TEXTO PROPORCIONADO |
● ● ● ● ●
Mientras leía, la musicalidad de El olvido que seremos me despertaba las
mismas emociones que escuchar una ópera trágica italiana y al terminar pensé
que esa música era el resultado toda la poesía que el padre le recitó al autor a
lo largo de su vida. No es casual que Héctor Abad Faciolince también sea escritor
de poemas.
Para contarnos su historia el autor utiliza
técnicas narrativas y, en ese sentido, podría considerarse una novela. Si bien
comienza con los recuerdos más tempranos del autor no sigue exactamente un
orden cronológico. Acerca del estilo del libro dice Vargas Llosa: “nunca se excede
en la efusión del sentimiento, precisa, clara, inteligente, culta, que manipula
con destreza sin fallas el ánimo del lector, ocultándole ciertos datos,
distrayéndolo, a fin de excitar su curiosidad y expectativa”. Está dividido en
14 partes tituladas con capítulos numerados, en un total de 42.
Fue escrita a 20 años de ocurrido el asesinato
del padre, luego de intentar diversas maneras de narrar esta historia, incluso
a través de personajes de ficción. ¿Cómo escribir la historia de un hombre
bueno, se preguntaba el autor, cuando lo que despierta interés en los lectores
es la de los malvados? Abad Faciolince siente la obligación de escribir la
historia de ese hombre bueno entregado a causas nobles, sobre todo, cuando la
historia de su padre cae en el olvido y en Colombia arrollan las autobiografías
y biografías de asesinos. Decide hacerlo de la manera más simple siguiendo el
ejemplo de la escritora italiana Natalia Ginzburg en su libro Léxico familiar.
En lo personal, si quiero saber de historia
de algún tiempo y lugar, prefiero conocerla mediante la subjetividad del
testimonio en primera persona que desde la arrogada objetividad de un
historiador, con alguna excepción como es la del argentino Félix Luna. Solo a
través de una víctima protagonista podemos aproximarnos a la dimensión de la
tragedia de Colombia, en este caso entre los años 60 y fines de los 80. El
horror, el alcance del magnicidio da escalofríos y lleva a preguntarse cómo es
posible que una sociedad pueda naturalizarlo. Se calcula que desde 1960 hasta
el presente han muerto más de 200.000 civiles y se han exiliado más de dos
millones de personas.
A propósito de exilio, el propio autor debe
irse del país porque su vida corre peligro y llega a Madrid en la Navidad del
87. Lo espera Alberto Aguirre, uno de
los dos amigos de su padre que sobreviven a la matanza de esos años y a quienes
está dedicado este libro. Las páginas que dedica a hablar sobre cómo vive Aguirre
el exilio son inolvidables. Las narra en tipo presente como veremos en los
fragmentos que he seleccionado más abajo. Esta técnica de utilizar el presente
histórico obliga al lector a ser testigo directo del hecho narrado es aplicada
con maestría. La utiliza a lo largo de todo el libro incluso cuando reconstruye
los últimos momentos de su padre.
● ● ● ● ●
INSTRUCCIONES | Según el texto sobre El olvido que seremos, ¿en cuántas partes y capítulos está dividido el libro?

Registros del conjunto de datos:
● ● ● ● ●
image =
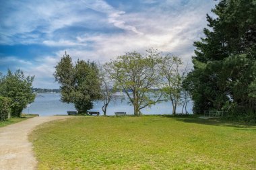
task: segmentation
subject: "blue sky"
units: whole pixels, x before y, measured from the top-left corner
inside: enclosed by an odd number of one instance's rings
[[[34,87],[59,88],[53,74],[64,52],[104,63],[154,47],[191,63],[212,0],[0,0],[0,72],[35,75]]]

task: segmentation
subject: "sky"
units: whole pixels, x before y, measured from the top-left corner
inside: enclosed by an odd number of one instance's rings
[[[0,72],[34,75],[33,87],[57,89],[55,66],[104,63],[153,47],[191,63],[214,0],[0,0]]]

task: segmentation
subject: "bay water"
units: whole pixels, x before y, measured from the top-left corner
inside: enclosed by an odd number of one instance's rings
[[[115,112],[126,112],[127,114],[133,114],[133,108],[128,103],[127,97],[117,97],[113,100],[108,105],[106,114],[108,116],[115,115]],[[94,108],[90,111],[99,112],[100,115],[103,115],[102,107],[103,101],[97,101],[94,102]],[[189,114],[192,114],[192,101],[189,101],[187,105],[187,110]],[[172,109],[170,101],[156,103],[151,108],[146,107],[141,110],[143,114],[172,114]],[[177,108],[177,112],[181,113],[182,105]],[[37,93],[34,101],[28,105],[22,113],[39,114],[40,116],[52,115],[67,114],[67,111],[75,111],[72,103],[66,103],[61,101],[61,94],[58,93]],[[184,111],[185,112],[185,111]]]

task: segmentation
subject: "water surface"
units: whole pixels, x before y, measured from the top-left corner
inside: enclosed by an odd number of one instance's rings
[[[60,101],[61,94],[53,93],[38,93],[34,103],[23,110],[26,114],[36,114],[40,116],[51,116],[56,114],[67,114],[67,111],[75,111],[75,107],[72,103],[63,103]],[[133,108],[128,104],[128,99],[118,98],[112,101],[107,108],[107,115],[115,115],[115,112],[126,112],[127,114],[133,114]],[[100,112],[103,114],[102,107],[103,102],[101,101],[94,103],[94,108],[90,111]],[[187,110],[189,113],[192,113],[192,102],[187,103]],[[177,112],[181,113],[182,105],[178,107]],[[141,110],[143,114],[171,114],[172,105],[170,101],[162,102],[152,106],[146,108]]]

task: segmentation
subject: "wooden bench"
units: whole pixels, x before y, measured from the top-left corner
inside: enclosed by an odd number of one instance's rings
[[[115,112],[116,116],[125,116],[126,112]]]
[[[97,115],[97,116],[99,116],[100,115],[100,112],[87,112],[87,114],[90,114],[90,115]]]
[[[76,115],[77,114],[77,112],[76,111],[67,111],[68,115]]]

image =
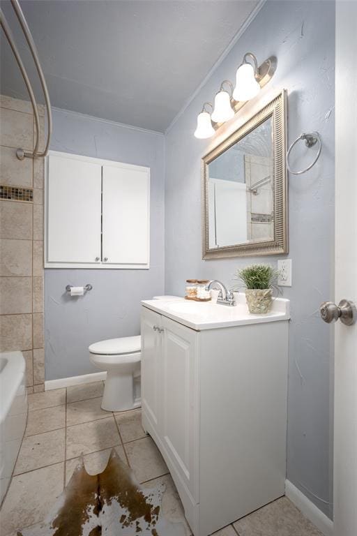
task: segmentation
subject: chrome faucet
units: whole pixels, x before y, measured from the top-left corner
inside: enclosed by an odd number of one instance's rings
[[[217,303],[220,304],[220,305],[228,305],[230,307],[236,305],[236,301],[234,299],[234,295],[233,294],[233,292],[231,290],[228,290],[226,285],[222,283],[222,281],[219,281],[218,279],[213,279],[206,287],[206,290],[211,290],[215,283],[218,283],[220,287],[220,293],[218,294],[218,297],[217,299]]]

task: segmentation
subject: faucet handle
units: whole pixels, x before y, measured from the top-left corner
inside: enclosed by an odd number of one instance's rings
[[[227,296],[227,301],[231,305],[236,305],[236,299],[234,298],[234,294],[233,292],[233,290],[229,291],[228,295]]]

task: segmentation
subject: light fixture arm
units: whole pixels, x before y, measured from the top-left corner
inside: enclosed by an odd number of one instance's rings
[[[250,57],[253,60],[254,64],[254,75],[256,78],[258,77],[259,74],[259,70],[258,68],[258,61],[257,59],[257,57],[255,56],[255,54],[252,52],[246,52],[246,54],[244,54],[243,59],[243,64],[249,64],[250,61],[247,61],[247,57]]]
[[[212,110],[211,112],[207,112],[207,110],[206,110],[206,105],[208,106],[211,106],[211,107],[212,108]],[[204,103],[204,105],[202,106],[202,110],[201,110],[201,113],[202,113],[202,112],[207,112],[207,113],[211,115],[213,111],[213,105],[212,104],[212,103],[210,103],[208,100],[206,100],[205,103]]]
[[[223,80],[223,82],[220,84],[220,91],[225,91],[225,84],[226,84],[227,86],[229,86],[229,89],[231,90],[231,94],[229,95],[229,96],[231,98],[232,98],[231,96],[233,95],[233,90],[234,90],[234,88],[233,87],[233,84],[229,80]],[[228,93],[228,91],[227,91],[227,93]]]

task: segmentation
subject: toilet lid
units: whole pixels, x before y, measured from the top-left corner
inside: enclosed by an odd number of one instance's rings
[[[116,354],[131,354],[139,352],[142,349],[142,337],[135,335],[133,337],[119,337],[108,338],[91,344],[89,348],[91,354],[115,355]]]

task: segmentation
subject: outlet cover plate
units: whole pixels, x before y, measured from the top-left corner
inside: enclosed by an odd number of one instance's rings
[[[291,286],[291,259],[284,259],[278,261],[279,276],[278,284],[280,287]]]

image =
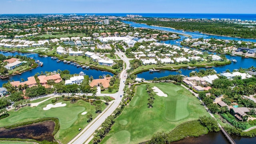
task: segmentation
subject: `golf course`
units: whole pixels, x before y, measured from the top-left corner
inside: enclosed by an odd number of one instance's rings
[[[158,88],[167,96],[156,94],[153,108],[149,108],[146,84],[136,86],[134,97],[101,143],[138,144],[150,140],[157,132],[169,132],[184,122],[210,116],[196,97],[182,86],[153,83],[150,86]]]
[[[58,102],[62,104],[59,105],[60,107],[46,108],[49,106],[54,106],[57,104],[52,103],[51,100],[55,98],[44,102],[36,107],[25,107],[17,111],[13,110],[10,111],[10,116],[0,120],[0,127],[40,118],[57,118],[60,121],[60,128],[54,138],[66,144],[78,133],[79,128],[83,129],[89,124],[87,122],[86,114],[82,115],[82,113],[91,113],[93,118],[98,115],[95,113],[94,106],[82,100],[74,104],[70,104],[70,101],[60,100]],[[102,102],[102,105],[103,110],[106,106],[104,102]],[[12,143],[11,141],[10,142]]]

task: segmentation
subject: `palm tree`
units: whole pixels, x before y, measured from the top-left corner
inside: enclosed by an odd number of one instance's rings
[[[71,94],[71,98],[72,98],[72,101],[73,101],[73,102],[74,102],[75,101],[75,96],[76,95],[74,93],[72,93],[72,94]]]

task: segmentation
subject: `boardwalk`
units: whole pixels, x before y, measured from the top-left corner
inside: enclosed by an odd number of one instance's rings
[[[235,142],[235,141],[234,140],[233,138],[231,138],[231,137],[229,135],[229,134],[228,134],[228,133],[227,132],[226,130],[225,130],[224,128],[223,128],[222,126],[220,126],[220,124],[219,124],[218,125],[219,125],[219,126],[220,127],[220,130],[221,130],[221,132],[222,132],[222,133],[223,133],[225,136],[226,137],[226,138],[227,138],[228,140],[228,141],[230,143],[230,144],[236,144],[236,142]]]

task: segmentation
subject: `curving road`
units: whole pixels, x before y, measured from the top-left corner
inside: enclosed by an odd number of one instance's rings
[[[114,110],[119,106],[119,104],[122,101],[122,96],[124,94],[123,90],[125,86],[124,81],[125,82],[126,79],[126,77],[125,76],[126,75],[126,71],[129,68],[130,64],[129,62],[130,59],[126,57],[124,53],[116,51],[116,54],[121,58],[127,66],[126,68],[124,68],[119,75],[120,80],[118,92],[111,95],[111,96],[114,97],[116,100],[114,101],[114,103],[110,104],[100,115],[91,122],[81,132],[70,140],[68,144],[83,144],[84,143],[87,144],[89,143],[93,138],[93,134],[95,131],[100,127],[108,116],[112,114]],[[122,96],[122,97],[120,97],[121,95]]]

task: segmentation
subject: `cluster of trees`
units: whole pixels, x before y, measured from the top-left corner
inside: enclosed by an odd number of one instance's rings
[[[153,82],[169,82],[170,81],[174,81],[178,82],[181,82],[183,79],[183,77],[180,75],[169,75],[168,76],[164,76],[161,78],[154,78]]]
[[[220,130],[217,120],[213,118],[203,116],[200,117],[198,120],[203,126],[207,128],[210,132],[217,132]]]
[[[108,92],[112,92],[113,90],[118,90],[119,88],[119,84],[120,83],[120,79],[118,77],[114,75],[110,78],[109,82],[109,87],[108,87]]]
[[[219,107],[217,104],[213,103],[213,100],[215,99],[215,96],[212,95],[206,96],[206,92],[199,92],[198,96],[202,100],[212,113],[214,114],[218,112],[219,110]]]
[[[230,80],[220,77],[213,81],[213,88],[209,92],[216,96],[224,95],[222,100],[228,105],[236,102],[239,107],[256,108],[256,104],[243,95],[254,94],[256,92],[256,78],[241,79],[240,77]]]
[[[154,103],[154,100],[155,99],[155,96],[156,94],[153,92],[153,89],[150,86],[150,84],[149,83],[147,83],[146,88],[147,89],[147,92],[148,94],[148,108],[151,108],[153,107],[153,103]]]
[[[100,143],[109,132],[111,126],[114,122],[114,120],[115,118],[115,116],[114,115],[108,116],[101,124],[101,128],[95,130],[95,134],[94,135],[94,137],[92,139],[94,144]]]
[[[22,100],[18,101],[15,102],[13,104],[13,107],[15,108],[15,110],[19,109],[20,107],[26,106],[29,106],[30,100],[29,99]]]
[[[216,74],[216,71],[213,68],[207,69],[206,70],[201,69],[199,72],[193,72],[189,73],[189,76],[192,77],[198,76],[199,77],[203,77],[205,76],[212,75]]]
[[[201,32],[207,34],[238,36],[244,38],[256,38],[256,30],[245,27],[244,25],[216,21],[160,21],[152,19],[148,20],[133,20],[138,23],[149,25],[174,28],[184,30]]]

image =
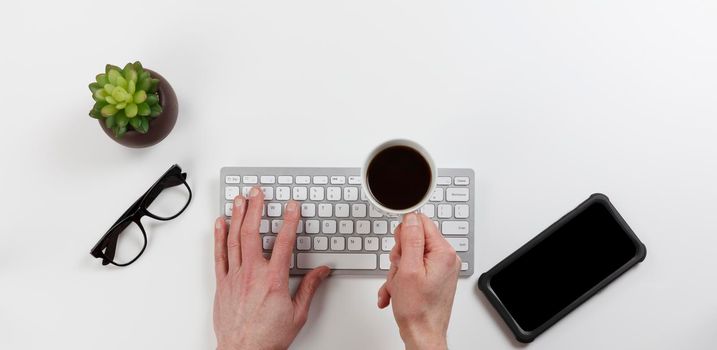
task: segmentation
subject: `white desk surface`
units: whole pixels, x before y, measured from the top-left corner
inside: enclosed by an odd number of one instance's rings
[[[717,3],[13,1],[0,6],[0,348],[209,349],[219,168],[360,166],[423,143],[477,173],[486,271],[593,192],[644,263],[530,349],[717,346]],[[174,86],[161,144],[87,116],[105,63]],[[170,164],[196,197],[129,268],[88,252]],[[452,349],[513,349],[459,282]],[[377,278],[331,278],[294,349],[398,349]]]

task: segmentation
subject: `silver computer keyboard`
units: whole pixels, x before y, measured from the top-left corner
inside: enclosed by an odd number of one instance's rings
[[[328,265],[334,274],[385,275],[399,218],[376,211],[361,190],[359,168],[250,168],[220,171],[220,208],[261,186],[266,201],[259,232],[265,255],[281,229],[284,204],[301,203],[291,274]],[[421,212],[430,217],[461,258],[461,276],[473,274],[474,184],[471,169],[438,169],[437,186]]]

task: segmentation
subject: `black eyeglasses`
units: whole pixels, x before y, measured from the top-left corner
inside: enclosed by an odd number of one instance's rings
[[[179,165],[171,166],[120,216],[90,254],[102,259],[102,265],[127,266],[135,262],[147,248],[147,233],[140,220],[148,216],[168,221],[182,214],[192,200],[192,190],[186,179],[187,173],[183,173]],[[184,187],[177,187],[179,185]]]

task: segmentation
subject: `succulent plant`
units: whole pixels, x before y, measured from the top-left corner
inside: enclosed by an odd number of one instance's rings
[[[159,79],[152,78],[139,61],[127,63],[124,68],[108,64],[90,84],[95,100],[90,116],[104,120],[117,138],[128,130],[145,134],[149,121],[162,112],[158,84]]]

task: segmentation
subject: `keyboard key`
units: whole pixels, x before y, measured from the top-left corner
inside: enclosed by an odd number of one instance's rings
[[[456,219],[467,219],[469,215],[468,206],[465,204],[456,205]]]
[[[383,237],[381,238],[381,250],[384,252],[389,252],[391,249],[393,249],[393,246],[396,244],[396,240],[393,239],[393,237]]]
[[[398,227],[398,224],[400,224],[400,221],[391,221],[391,234],[394,234],[396,232],[396,228]]]
[[[276,188],[276,200],[288,201],[289,199],[291,199],[291,188],[283,186]]]
[[[306,233],[319,233],[320,226],[319,220],[306,220]]]
[[[311,176],[297,176],[296,177],[297,185],[308,185],[310,183],[311,183]]]
[[[272,175],[262,176],[261,178],[259,178],[259,182],[263,184],[273,184],[274,182],[276,182],[276,177]]]
[[[423,215],[425,216],[428,216],[429,218],[432,218],[436,216],[436,206],[433,204],[426,204],[421,207],[421,213],[423,213]]]
[[[373,233],[384,235],[388,232],[388,221],[377,220],[373,222]],[[376,241],[378,244],[378,241]]]
[[[457,252],[468,251],[468,238],[446,238]]]
[[[327,234],[336,233],[336,220],[324,220],[321,226],[321,232]]]
[[[331,237],[331,250],[344,250],[346,248],[346,238]]]
[[[371,221],[358,220],[356,221],[356,233],[365,235],[371,232]]]
[[[224,182],[228,184],[238,184],[241,182],[241,177],[235,175],[228,175],[224,178]]]
[[[453,216],[453,207],[450,204],[438,205],[438,217],[441,219],[450,219]]]
[[[449,188],[446,190],[446,200],[449,202],[467,202],[467,188]]]
[[[326,199],[330,201],[341,200],[341,187],[329,187],[326,189]]]
[[[309,198],[312,201],[324,200],[324,188],[323,187],[312,187],[309,189]]]
[[[332,185],[343,185],[345,183],[346,183],[346,176],[332,176],[331,177]]]
[[[366,237],[364,238],[363,242],[366,250],[370,252],[375,252],[378,250],[378,237]]]
[[[294,200],[305,201],[306,200],[306,187],[294,187]]]
[[[294,182],[294,178],[288,175],[279,176],[279,183],[282,185],[288,185]]]
[[[224,187],[224,199],[226,200],[234,200],[234,197],[239,195],[239,187],[236,186],[227,186]]]
[[[274,241],[276,241],[276,236],[264,236],[262,239],[262,247],[264,247],[264,250],[274,249]]]
[[[264,192],[264,200],[270,201],[274,199],[273,187],[262,187],[261,191]]]
[[[259,222],[259,233],[269,233],[269,220]]]
[[[314,183],[317,185],[326,185],[329,183],[328,176],[314,176]]]
[[[314,237],[314,250],[329,249],[329,239],[326,237]],[[301,255],[301,254],[299,254]],[[323,254],[322,254],[323,255]],[[301,267],[299,267],[301,268]]]
[[[436,184],[438,185],[450,185],[451,184],[451,178],[449,176],[439,176],[436,179]]]
[[[344,187],[344,200],[347,200],[347,201],[358,200],[358,188],[357,187]]]
[[[368,216],[372,218],[380,218],[383,217],[383,214],[376,209],[373,205],[371,206],[371,209],[369,210]]]
[[[339,221],[339,233],[343,233],[343,234],[354,233],[354,222],[351,220]]]
[[[375,270],[376,254],[299,253],[296,255],[296,266],[300,269],[313,269],[322,265],[332,269]]]
[[[336,204],[336,215],[337,218],[349,217],[349,205],[346,203]]]
[[[332,215],[332,206],[328,203],[320,203],[319,204],[319,217],[320,218],[330,218]]]
[[[361,250],[361,238],[360,237],[349,237],[349,250]]]
[[[444,221],[441,231],[444,235],[467,235],[468,221]]]
[[[300,236],[296,238],[296,250],[311,249],[311,237]]]
[[[378,260],[379,268],[381,270],[388,270],[391,268],[391,259],[389,258],[388,254],[379,255]]]
[[[271,220],[271,233],[279,233],[283,225],[284,220]]]
[[[270,218],[276,218],[281,216],[281,204],[280,203],[269,203],[266,206],[266,216]]]
[[[316,216],[316,204],[314,203],[302,203],[301,204],[301,216],[305,218],[313,218]]]
[[[456,178],[453,179],[453,183],[456,186],[466,186],[471,183],[471,180],[467,176],[456,176]]]
[[[443,200],[443,189],[438,187],[435,190],[433,190],[433,193],[431,194],[431,202],[440,202]]]
[[[366,204],[352,204],[351,205],[351,216],[355,218],[366,217]]]

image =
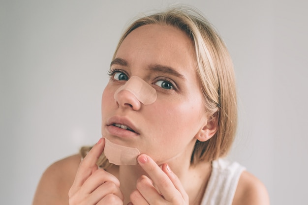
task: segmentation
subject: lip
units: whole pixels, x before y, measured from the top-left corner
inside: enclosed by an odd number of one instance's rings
● ● ● ● ●
RESULTADO | Está dividido en 14 partes con capítulos numerados, 42 en total.